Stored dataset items
□ □ □ □ □
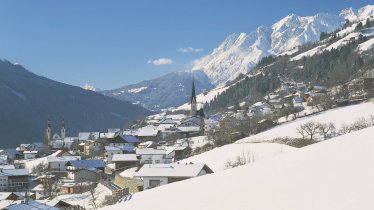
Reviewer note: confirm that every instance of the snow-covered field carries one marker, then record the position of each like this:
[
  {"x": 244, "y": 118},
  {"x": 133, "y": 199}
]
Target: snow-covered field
[
  {"x": 334, "y": 175},
  {"x": 217, "y": 158},
  {"x": 339, "y": 116}
]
□ □ □ □ □
Stated exercise => Can you reproduce the entire listing with "snow-covered field" renamed to "frozen meadow" throughout, keeping everything else the same and leaving out the pictures?

Output below =>
Reviewer note: confirm that every instance of the frozen meadow carries one marker, then record the position of each like this:
[
  {"x": 244, "y": 118},
  {"x": 133, "y": 199}
]
Target: frozen meadow
[
  {"x": 334, "y": 175},
  {"x": 217, "y": 158},
  {"x": 339, "y": 116}
]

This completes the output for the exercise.